+++ Provided text

“Active Imagination” is the second single from the forthcoming Nalepa album Thoughtforms. Crafted together from live takes in the studio, “Active Imagination” finds arpeggiating synths colliding with shimmering effects, waves of droning shoegaze and jacking Chicago house beats.  The video features a collection of ephemeral and shapeshifting self portraits that David Henry Brown Jr. creates as the character David Nobody on his @davidhenrynobodyjr Instagram account.

Mr. Nobody created the word Resemblagè (the combination of the words resemble and collage) to describe this expanding body of artwork. As a virtual consciousness with No Body on Social Media, Mr. Nobody defies the corporatized cookie-cutter versions of the vanity of ourselves. Resemblagè is like an inside-out person and shows the grotesque, cryptic and traumatized side of humanity hidden behind the masks of the everyday. He wears the excesses of consumerist society on his exterior self to expose and question society. He wears food to show how we live in waste and that we ourselves are essentially food for corporations. David Nobody’s immersion into this mental/emotional space of Resemblagè stems from the still new medium of the internet, which gazes into us far more than we look into it (which is unprecedented). This new way of feeling is affecting how we see ourselves and each other through troubling and distorted political times. The work is as much a Sociological experiment as an expansion of what art can possibly become in the present and the future.

Californian polymath Steve Nalepa is known for his vast and eclectic array of artistic collaborators, a key node in the electronic music scene cultivated through years of creating music and producing events. He releases music and tours with his bands The Acid (Infectious/Mute) and Airspace (Mute). Nalepa is a founding member of esteemed beat collective TeamSupreme, scored several feature-length documentary films and devised/engineered Ableton Live rigs for such acts as Blood Orange, Nick Murphy, Drake and The Weeknd. After graduating Yale with a degree in Mathematics and Economics, Nalepa moved to Los Angeles and taught high school math and science, worked as a costumed children’s party entertainer and became a paranormal news researcher for daily TV show Strange Universe. He also cleared clips for Busted On The Job and World’s Worst Neighbor before growing tired of TV’s need to dumb everything down to the lowest common denominator. He left TV to publish award-winning art books through the self-launched Dilettante Press. Nalepa first met David Henry Brown Jr. installing “Starstruck: Photographs From a Fan” by Gary Lee Boas at Deitch Projects in January, 2000. The exhibition, accompanying the art book of the same name, won Artforum’s “Best of 2000.”

++++++
+++ Material shown

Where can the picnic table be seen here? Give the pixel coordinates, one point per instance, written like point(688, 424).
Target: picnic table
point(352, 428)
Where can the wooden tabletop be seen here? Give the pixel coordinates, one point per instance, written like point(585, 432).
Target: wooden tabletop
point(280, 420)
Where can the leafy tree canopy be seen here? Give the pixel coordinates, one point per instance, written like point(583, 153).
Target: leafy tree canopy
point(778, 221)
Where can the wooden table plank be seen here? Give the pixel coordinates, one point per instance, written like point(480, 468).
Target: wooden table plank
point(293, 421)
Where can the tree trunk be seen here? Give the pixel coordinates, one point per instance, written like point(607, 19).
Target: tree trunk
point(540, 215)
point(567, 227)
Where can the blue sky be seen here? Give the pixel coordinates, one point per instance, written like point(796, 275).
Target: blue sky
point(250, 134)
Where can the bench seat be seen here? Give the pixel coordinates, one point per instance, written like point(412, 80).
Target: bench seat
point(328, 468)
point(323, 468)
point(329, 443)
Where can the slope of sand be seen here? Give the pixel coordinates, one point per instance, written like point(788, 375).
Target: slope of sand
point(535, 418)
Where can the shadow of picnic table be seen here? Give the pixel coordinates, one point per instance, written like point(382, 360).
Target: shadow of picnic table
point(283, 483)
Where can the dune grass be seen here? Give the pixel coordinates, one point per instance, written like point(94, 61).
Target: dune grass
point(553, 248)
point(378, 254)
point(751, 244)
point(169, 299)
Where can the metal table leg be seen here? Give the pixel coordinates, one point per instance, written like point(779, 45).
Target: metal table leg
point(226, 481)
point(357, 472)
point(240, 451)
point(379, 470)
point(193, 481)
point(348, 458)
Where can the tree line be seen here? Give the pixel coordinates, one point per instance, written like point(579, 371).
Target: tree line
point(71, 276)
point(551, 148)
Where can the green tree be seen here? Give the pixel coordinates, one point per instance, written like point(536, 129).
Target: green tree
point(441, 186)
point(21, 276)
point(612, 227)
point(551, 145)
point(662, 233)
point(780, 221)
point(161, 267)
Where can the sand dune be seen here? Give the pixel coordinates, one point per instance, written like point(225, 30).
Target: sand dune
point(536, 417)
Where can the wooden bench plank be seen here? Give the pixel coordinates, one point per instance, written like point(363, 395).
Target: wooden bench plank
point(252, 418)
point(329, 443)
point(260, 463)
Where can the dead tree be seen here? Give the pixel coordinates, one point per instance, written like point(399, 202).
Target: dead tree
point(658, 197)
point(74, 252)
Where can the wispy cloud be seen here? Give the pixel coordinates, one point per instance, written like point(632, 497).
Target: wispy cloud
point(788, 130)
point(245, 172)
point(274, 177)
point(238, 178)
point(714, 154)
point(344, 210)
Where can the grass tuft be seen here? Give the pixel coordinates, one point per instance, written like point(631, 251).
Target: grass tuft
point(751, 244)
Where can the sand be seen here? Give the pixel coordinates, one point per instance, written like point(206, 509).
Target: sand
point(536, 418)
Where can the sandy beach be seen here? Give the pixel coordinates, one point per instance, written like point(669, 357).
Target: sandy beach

++++++
+++ Material shown

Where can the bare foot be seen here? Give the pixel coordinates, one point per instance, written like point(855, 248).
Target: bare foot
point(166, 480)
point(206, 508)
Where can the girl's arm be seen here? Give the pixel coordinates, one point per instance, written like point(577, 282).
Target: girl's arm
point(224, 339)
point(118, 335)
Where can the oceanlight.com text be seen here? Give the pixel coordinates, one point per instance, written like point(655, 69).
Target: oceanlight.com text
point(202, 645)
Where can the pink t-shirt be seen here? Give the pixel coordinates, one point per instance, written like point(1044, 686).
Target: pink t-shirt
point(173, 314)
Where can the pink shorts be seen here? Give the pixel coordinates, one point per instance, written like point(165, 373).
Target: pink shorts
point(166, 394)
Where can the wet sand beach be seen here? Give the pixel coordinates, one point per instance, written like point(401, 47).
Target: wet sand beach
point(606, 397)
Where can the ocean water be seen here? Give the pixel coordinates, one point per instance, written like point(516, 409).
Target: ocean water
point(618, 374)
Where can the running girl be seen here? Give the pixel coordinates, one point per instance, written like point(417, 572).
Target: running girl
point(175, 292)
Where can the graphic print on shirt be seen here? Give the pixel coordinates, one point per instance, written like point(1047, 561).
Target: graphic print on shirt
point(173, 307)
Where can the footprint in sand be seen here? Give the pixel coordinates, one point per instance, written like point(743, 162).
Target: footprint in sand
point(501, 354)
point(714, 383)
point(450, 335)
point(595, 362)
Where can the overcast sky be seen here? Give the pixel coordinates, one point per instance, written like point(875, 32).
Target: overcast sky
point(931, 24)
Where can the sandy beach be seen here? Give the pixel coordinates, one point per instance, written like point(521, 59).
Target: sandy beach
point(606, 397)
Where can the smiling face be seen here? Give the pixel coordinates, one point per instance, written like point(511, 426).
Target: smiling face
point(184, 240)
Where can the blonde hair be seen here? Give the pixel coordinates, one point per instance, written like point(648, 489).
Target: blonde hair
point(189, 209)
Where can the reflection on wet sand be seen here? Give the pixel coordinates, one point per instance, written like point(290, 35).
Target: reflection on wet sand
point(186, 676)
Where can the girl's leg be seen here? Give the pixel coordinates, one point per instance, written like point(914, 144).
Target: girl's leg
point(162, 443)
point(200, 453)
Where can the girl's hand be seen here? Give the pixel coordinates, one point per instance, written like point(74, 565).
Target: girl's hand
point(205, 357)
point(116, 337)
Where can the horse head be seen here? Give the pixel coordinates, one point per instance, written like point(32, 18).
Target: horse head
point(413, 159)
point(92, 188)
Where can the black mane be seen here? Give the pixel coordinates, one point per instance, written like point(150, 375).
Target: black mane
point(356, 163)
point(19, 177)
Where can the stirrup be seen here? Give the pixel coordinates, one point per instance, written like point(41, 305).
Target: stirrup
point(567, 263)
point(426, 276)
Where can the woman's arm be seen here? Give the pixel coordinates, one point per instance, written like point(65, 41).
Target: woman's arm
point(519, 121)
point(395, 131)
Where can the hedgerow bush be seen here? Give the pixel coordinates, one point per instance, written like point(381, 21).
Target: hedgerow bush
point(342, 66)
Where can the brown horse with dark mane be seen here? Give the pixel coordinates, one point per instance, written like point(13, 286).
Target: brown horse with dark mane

++++++

## Directions for this task
Check each statement below against the text about the Nalepa single and answer yes or no, quoting the words from the text that settle it.
1. "Active Imagination" is the first single from Thoughtforms.
2. The word Resemblagè combines the words resemble and collage.
3. Nalepa graduated from Yale with a degree in Mathematics and Economics.

## Your response
1. No: "“Active Imagination” is the second single from the forthcoming Nalepa album Thoughtforms."
2. Yes: "the combination of the words resemble and collage"
3. Yes: "After graduating Yale with a degree in Mathematics and Economics"